## Extrait proposé
-=-=-

M. Nunez: Pourrait-on obtenir une copie de la lettre que les organismes américains ont adressée au président Clinton?
M. Clark: Oui, certainement. J'en ai peut-être une dans mon dossier.
La présidente: Si vous l'avez avec vous, vous pourriez la remettre au greffier qui, après la rencontre, en fera des copies pour tout le monde.
M. Clark: Si j'en ai une. Autrement, je vous l'enverrai demain.
M. Nunez: Parfait. Ce matin, je ne sais pas si vous avez entendu la ministre ou d'autres témoins parler du droit pour les réfugiés de choisir un pays. La ministre s'est manifestée contre ce droit mais, par contre, elle parlait du droit des pays d'accepter ou de refuser une demande d'asile. Je pense que c'est logique. Mais vous, est-ce que vous considérez que le demandeur d'asile a le droit de choisir le pays et pourquoi?

-=-=-

## Enregistrements fournis
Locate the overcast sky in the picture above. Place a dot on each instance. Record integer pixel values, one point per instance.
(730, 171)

-=-=-

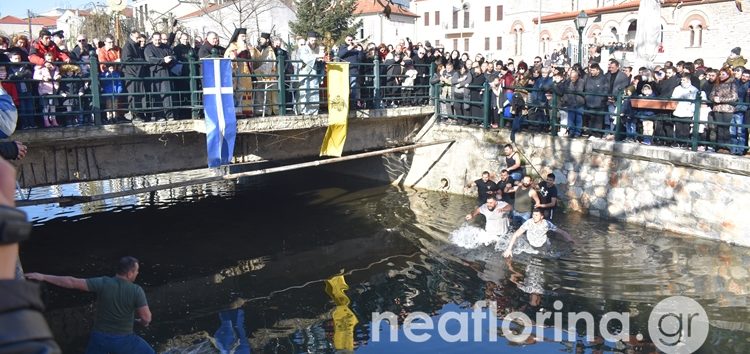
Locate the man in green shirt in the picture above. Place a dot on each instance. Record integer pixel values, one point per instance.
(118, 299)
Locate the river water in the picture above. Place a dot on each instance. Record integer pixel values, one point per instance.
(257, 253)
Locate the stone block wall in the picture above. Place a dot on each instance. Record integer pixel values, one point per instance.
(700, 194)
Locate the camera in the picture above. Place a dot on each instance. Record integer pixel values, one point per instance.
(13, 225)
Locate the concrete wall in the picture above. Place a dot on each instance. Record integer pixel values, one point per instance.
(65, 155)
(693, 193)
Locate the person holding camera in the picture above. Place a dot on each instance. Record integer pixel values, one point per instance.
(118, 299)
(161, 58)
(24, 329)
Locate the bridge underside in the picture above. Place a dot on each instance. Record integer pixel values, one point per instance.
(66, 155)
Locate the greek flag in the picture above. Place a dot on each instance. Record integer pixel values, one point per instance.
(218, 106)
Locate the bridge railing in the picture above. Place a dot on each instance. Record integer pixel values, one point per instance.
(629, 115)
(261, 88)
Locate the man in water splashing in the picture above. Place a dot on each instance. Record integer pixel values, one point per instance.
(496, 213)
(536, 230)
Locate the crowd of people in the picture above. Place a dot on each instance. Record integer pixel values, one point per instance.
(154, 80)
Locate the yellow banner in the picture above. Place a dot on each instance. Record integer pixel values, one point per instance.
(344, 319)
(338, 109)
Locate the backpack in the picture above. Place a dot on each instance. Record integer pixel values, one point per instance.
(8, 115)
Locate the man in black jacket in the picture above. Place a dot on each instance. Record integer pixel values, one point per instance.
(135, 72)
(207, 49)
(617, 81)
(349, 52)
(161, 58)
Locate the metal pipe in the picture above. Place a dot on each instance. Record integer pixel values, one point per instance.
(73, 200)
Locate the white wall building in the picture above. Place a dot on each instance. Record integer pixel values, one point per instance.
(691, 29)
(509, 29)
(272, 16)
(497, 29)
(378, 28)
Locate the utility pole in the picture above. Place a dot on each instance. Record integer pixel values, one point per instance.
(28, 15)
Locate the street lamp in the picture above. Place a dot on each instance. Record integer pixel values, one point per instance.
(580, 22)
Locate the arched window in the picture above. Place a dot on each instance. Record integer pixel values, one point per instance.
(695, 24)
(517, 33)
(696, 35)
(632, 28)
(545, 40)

-=-=-

## Énoncé 1
D'après l'extrait, à qui la présidente suggère-t-elle de remettre la lettre adressée au président Clinton ?
## Énoncé 2
Veuillez relever chaque ligne des enregistrements où figure le mot "camera", en respectant la casse.

## Résultat 1
Au greffier, qui en fera des copies pour tout le monde après la rencontre.

## Résultat 2
Locate the camera in the picture above. Place a dot on each instance. Record integer pixel values, one point per instance.
Locate the person holding camera in the picture above. Place a dot on each instance. Record integer pixel values, one point per instance.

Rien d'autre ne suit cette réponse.